- [EXERCISE REQUIREMENTS] Rewrite each of the entries below as a numbered list, one line per item, omitting any blank lines.

- [Point-based annotation entries]
--- BEGIN ---

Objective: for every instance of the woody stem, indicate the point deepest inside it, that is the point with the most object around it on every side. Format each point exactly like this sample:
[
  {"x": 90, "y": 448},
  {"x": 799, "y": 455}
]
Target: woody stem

--- END ---

- [RESPONSE]
1. Objective: for every instance of the woody stem, indicate the point deepest inside it, that is the point with the most object around it on every side. Format each point exactly like this sample:
2. [
3.   {"x": 90, "y": 448},
4.   {"x": 799, "y": 455}
5. ]
6. Target: woody stem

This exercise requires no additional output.